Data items

/---

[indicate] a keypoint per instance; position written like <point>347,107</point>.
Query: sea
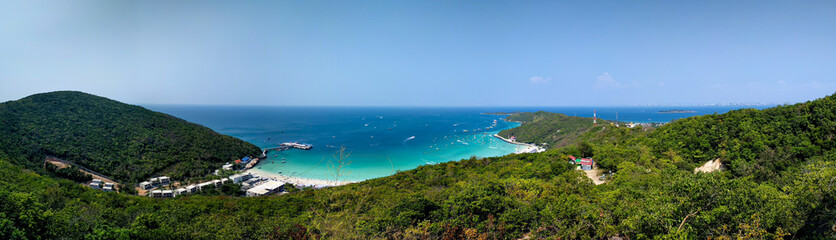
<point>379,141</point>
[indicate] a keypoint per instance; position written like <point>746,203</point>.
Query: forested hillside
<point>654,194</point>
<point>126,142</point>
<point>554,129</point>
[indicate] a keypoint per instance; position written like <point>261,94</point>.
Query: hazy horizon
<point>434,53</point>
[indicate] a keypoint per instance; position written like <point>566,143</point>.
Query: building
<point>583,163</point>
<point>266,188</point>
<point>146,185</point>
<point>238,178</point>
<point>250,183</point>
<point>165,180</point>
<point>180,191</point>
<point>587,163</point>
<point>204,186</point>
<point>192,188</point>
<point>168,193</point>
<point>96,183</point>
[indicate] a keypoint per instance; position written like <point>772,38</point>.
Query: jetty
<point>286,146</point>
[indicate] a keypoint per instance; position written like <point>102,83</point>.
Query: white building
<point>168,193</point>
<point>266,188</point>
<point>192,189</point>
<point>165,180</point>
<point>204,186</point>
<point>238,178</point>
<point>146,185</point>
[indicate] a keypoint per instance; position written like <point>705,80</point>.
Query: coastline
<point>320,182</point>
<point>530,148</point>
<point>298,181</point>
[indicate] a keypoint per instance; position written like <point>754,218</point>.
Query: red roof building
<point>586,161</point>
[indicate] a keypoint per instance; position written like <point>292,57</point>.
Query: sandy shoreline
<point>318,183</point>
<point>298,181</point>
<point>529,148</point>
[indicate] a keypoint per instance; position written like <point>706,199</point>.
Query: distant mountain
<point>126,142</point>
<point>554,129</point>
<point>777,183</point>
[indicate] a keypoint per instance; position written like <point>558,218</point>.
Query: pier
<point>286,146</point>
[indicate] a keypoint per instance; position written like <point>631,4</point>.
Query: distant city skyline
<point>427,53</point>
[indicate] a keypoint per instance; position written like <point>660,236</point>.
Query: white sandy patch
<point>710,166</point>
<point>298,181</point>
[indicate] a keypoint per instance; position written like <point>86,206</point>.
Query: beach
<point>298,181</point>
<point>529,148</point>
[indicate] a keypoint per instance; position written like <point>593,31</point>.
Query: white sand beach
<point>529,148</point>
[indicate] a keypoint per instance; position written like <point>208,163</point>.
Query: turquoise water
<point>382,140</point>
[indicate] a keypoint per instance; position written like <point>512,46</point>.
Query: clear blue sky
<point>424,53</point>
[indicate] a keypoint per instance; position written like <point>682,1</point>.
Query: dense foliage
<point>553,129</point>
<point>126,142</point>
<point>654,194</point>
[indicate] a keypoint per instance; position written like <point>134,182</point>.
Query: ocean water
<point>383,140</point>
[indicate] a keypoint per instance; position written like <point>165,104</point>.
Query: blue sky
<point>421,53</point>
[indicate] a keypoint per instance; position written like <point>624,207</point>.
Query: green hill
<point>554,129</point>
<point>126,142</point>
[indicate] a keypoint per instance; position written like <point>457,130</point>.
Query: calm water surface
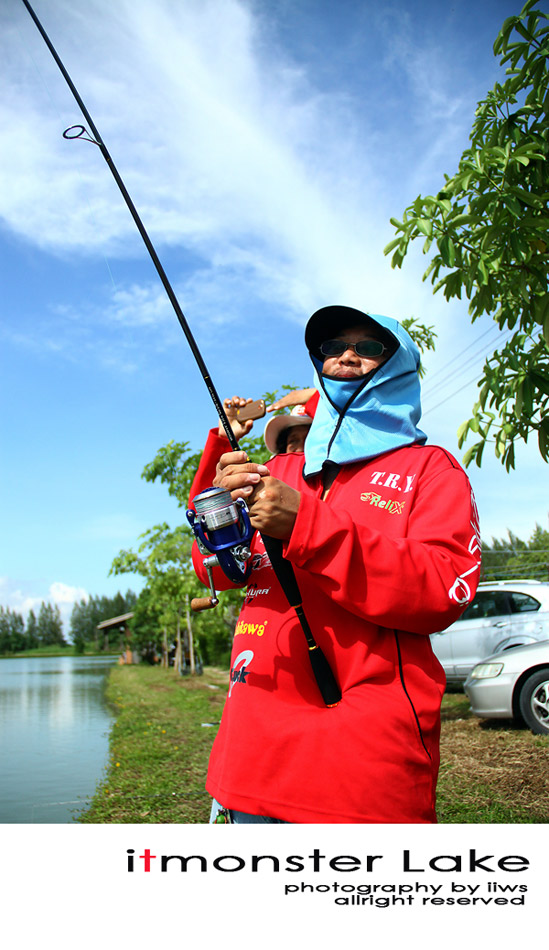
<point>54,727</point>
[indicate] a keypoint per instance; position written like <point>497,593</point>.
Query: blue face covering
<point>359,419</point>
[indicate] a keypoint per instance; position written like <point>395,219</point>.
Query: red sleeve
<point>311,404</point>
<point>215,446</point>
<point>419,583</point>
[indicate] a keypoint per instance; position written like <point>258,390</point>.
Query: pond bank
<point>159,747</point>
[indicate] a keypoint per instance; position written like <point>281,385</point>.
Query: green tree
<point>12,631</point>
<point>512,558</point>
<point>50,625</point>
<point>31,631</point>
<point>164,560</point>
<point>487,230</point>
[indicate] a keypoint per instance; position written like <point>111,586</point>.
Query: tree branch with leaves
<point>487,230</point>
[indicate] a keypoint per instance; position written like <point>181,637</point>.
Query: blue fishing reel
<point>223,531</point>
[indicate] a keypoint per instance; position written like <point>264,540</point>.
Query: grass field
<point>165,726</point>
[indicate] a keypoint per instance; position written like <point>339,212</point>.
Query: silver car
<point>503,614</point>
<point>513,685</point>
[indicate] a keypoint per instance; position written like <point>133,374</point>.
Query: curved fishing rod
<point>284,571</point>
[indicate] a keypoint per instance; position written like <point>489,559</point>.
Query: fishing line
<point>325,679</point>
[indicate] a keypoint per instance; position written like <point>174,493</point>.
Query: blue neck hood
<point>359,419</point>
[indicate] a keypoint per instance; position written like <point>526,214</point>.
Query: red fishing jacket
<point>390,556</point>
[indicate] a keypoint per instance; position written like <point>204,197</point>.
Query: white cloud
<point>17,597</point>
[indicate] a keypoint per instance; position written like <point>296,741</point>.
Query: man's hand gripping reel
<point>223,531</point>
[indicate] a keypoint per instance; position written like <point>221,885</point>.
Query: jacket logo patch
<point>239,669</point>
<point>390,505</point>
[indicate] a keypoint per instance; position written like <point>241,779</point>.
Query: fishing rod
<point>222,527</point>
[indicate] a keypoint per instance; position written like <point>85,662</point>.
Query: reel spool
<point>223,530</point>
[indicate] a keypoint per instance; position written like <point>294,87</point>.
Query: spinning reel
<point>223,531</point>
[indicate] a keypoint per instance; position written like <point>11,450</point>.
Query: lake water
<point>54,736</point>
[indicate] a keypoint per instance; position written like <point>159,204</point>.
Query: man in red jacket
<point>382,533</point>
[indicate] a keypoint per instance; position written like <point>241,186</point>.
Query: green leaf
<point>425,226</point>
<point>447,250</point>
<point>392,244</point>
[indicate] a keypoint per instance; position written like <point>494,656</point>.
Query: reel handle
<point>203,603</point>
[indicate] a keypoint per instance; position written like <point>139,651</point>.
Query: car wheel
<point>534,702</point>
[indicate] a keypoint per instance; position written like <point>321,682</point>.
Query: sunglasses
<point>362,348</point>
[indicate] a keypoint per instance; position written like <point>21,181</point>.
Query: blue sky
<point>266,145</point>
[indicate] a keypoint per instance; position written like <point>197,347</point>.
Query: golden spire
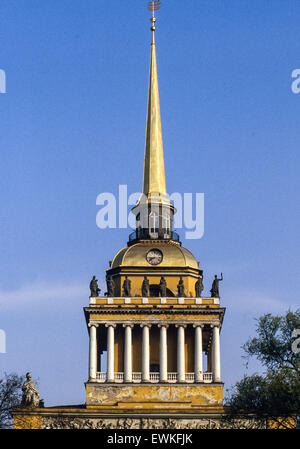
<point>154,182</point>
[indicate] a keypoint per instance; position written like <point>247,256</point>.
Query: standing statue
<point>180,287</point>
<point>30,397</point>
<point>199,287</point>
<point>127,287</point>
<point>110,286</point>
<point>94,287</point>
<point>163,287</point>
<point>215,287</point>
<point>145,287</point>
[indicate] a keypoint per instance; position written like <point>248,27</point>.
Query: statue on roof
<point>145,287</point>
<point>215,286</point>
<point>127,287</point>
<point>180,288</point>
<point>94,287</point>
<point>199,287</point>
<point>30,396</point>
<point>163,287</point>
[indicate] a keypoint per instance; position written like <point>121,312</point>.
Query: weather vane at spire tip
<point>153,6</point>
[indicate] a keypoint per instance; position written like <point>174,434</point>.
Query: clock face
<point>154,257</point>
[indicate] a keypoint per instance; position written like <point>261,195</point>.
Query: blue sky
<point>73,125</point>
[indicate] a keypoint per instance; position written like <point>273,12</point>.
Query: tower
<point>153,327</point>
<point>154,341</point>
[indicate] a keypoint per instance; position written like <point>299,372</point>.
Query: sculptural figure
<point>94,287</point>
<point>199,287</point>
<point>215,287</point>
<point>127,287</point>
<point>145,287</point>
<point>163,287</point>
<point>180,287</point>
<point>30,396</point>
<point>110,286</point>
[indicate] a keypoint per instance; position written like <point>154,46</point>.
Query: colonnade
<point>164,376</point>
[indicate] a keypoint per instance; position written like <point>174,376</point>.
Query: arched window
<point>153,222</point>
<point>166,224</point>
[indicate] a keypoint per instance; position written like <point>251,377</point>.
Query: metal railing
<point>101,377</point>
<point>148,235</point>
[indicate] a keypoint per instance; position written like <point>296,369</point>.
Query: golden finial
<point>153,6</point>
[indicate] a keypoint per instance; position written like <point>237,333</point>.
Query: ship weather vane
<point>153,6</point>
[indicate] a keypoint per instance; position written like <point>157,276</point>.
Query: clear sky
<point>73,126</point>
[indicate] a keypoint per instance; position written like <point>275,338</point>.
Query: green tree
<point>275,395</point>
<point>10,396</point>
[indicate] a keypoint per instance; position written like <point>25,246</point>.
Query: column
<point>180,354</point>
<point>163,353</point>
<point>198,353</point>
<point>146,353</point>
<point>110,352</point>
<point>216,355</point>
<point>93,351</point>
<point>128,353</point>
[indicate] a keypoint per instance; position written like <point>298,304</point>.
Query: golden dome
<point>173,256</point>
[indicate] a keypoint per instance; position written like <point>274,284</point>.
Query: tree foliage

\---

* TASK PROMPT *
Begin with the line that contains "written like <point>154,46</point>." and quote each line after it exactly, stopping after the last line of the data.

* COMPLETED EXERCISE *
[indicate] a keypoint per instance; position written like <point>154,46</point>.
Query: colonnade
<point>164,376</point>
[indicate] a keypoint per instance; position written like <point>174,376</point>.
Query: arched window
<point>153,222</point>
<point>166,224</point>
[indicate] a keypoint per instance; position written like <point>251,377</point>.
Query: metal railing
<point>101,377</point>
<point>148,235</point>
[indicate] a keypoint per instance; position written like <point>296,369</point>.
Query: golden finial
<point>153,6</point>
[indicate] a keypoint per instance; position written like <point>237,333</point>.
Query: ship weather vane
<point>153,6</point>
[indicate] a keypoint per instance; position written like <point>157,276</point>.
Query: clear sky
<point>73,126</point>
[indicate] a keypoint per instance; position written like <point>275,338</point>.
Query: green tree
<point>275,395</point>
<point>10,396</point>
[indicate] a keypoint per instance; position written like <point>25,246</point>.
Query: column
<point>180,354</point>
<point>163,353</point>
<point>198,353</point>
<point>146,353</point>
<point>110,352</point>
<point>216,355</point>
<point>93,351</point>
<point>128,353</point>
[indicate] a keypoint per instance; position written like <point>298,304</point>.
Query: golden dome
<point>173,256</point>
[indicate] a keypoint per instance; position written like <point>274,284</point>.
Query: tree foliage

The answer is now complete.